Quoted passage ::
● ● ● ● ● ● ●

* [QEMU PATCH 0/1] cpmu: segfault issue with hotplug event
@ 2025-12-05 14:03 Joshua Lant
2025-12-05 14:03 ` [QEMU PATCH 1/1] cpmu: teardown cpmu timers on device exit Joshua Lant
2025-12-15 14:44 ` [QEMU PATCH 0/1] cpmu: segfault issue with hotplug event Jonathan Cameron
0 siblings, 2 replies; 3+ messages in thread
From: Joshua Lant @ 2025-12-05 14:03 UTC (permalink / raw)
To: linux-cxl; +Cc: jonathan.cameron, Joshua Lant
Hi,
The CXL device topology shown below casues a hotplug event at some
point during boot. This triggers a segfault in cpmu_timer_update due
to a dangling pointer. The teardown of the pci devices has already
happened at this point. However, the associated CPMU timers remain in
the timer_list. We need to remove them before the rest of the device
teardown happens. This should not cause any issue, since if a hot-add
happens the realize function for the corresponding device will be called
and the timers will be set up once again (although I have not tested
this scenario. Only that I can now complete the boot process correctly).

● ● ● ● ● ● ●

Records ::
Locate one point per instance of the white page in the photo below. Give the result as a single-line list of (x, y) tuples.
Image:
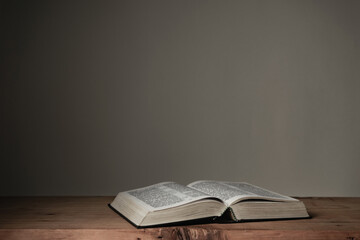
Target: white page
[(166, 195), (231, 192)]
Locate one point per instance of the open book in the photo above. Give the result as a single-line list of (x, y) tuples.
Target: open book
[(170, 202)]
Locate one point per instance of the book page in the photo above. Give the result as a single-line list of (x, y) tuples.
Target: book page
[(231, 192), (166, 195)]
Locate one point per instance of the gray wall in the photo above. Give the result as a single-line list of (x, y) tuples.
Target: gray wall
[(99, 97)]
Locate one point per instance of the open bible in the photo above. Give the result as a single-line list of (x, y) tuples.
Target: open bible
[(170, 202)]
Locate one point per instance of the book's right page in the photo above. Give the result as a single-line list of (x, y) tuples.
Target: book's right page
[(232, 192)]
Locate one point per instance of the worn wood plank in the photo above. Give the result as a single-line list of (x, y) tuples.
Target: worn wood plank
[(90, 218)]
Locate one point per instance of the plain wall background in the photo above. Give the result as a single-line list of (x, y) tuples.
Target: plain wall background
[(99, 97)]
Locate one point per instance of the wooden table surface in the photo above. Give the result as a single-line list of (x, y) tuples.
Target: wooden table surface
[(91, 218)]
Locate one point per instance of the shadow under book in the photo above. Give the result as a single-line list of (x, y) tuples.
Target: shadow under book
[(207, 201)]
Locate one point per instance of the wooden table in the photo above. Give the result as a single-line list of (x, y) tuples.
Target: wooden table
[(91, 218)]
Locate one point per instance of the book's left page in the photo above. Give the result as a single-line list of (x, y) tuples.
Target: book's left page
[(164, 195)]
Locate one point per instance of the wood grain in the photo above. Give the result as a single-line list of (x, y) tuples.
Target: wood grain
[(90, 218)]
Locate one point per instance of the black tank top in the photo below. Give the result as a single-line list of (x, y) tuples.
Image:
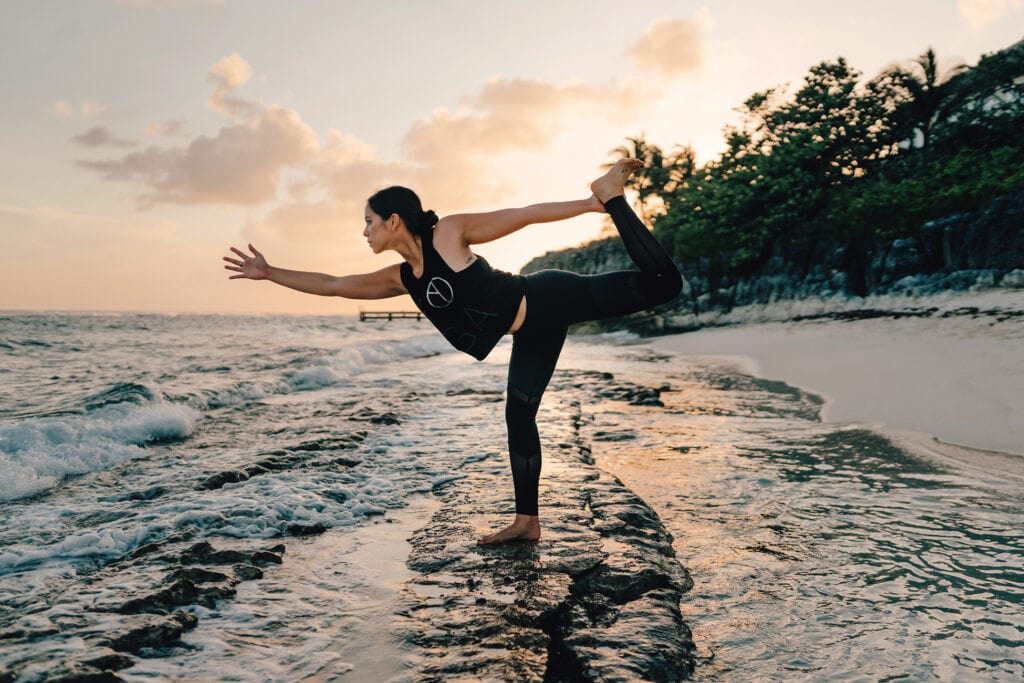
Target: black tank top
[(473, 308)]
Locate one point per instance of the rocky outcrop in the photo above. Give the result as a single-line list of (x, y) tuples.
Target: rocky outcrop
[(597, 599), (977, 250)]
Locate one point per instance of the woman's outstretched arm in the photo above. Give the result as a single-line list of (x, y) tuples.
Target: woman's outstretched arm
[(479, 227), (378, 285)]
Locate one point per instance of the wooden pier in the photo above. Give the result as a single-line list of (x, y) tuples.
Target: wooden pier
[(388, 314)]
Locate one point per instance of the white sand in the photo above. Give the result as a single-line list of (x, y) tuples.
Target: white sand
[(960, 379)]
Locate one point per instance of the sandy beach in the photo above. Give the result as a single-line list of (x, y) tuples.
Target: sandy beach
[(958, 378)]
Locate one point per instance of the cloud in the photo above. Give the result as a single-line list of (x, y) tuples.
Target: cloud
[(99, 136), (162, 4), (981, 12), (227, 75), (240, 165), (673, 47), (170, 128), (67, 110), (451, 152)]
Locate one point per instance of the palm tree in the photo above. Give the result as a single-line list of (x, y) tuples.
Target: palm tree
[(930, 97)]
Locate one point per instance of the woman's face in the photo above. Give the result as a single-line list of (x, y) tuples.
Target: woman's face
[(375, 231)]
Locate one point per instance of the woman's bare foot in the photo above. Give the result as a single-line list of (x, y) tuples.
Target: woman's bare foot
[(525, 527), (611, 183)]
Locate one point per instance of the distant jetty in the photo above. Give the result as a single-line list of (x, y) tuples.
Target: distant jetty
[(388, 314)]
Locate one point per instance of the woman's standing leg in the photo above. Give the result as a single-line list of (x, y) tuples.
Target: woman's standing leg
[(535, 353)]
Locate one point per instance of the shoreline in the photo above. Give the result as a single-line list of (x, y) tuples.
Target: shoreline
[(954, 377)]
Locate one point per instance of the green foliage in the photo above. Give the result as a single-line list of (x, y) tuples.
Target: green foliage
[(841, 161)]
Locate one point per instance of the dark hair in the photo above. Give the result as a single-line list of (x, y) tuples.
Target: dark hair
[(403, 202)]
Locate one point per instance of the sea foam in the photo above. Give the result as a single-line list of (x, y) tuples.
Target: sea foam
[(36, 454)]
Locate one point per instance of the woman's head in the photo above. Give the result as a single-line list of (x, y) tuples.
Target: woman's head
[(402, 202)]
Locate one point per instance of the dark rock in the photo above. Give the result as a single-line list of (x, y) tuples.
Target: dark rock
[(112, 660), (305, 529), (597, 599), (77, 672), (154, 633), (28, 634), (197, 575), (146, 495), (247, 571)]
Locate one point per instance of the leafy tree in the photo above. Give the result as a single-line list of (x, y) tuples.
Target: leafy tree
[(928, 97)]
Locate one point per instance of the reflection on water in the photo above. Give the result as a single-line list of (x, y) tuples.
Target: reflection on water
[(820, 551)]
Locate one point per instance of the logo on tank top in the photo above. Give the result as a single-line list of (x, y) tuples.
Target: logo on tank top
[(439, 293)]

● ● ● ● ● ● ●

Task statement :: According to the QEMU patch message on the CPMU hotplug segfault, in which function does the segfault occur?

The completed task :: cpmu_timer_update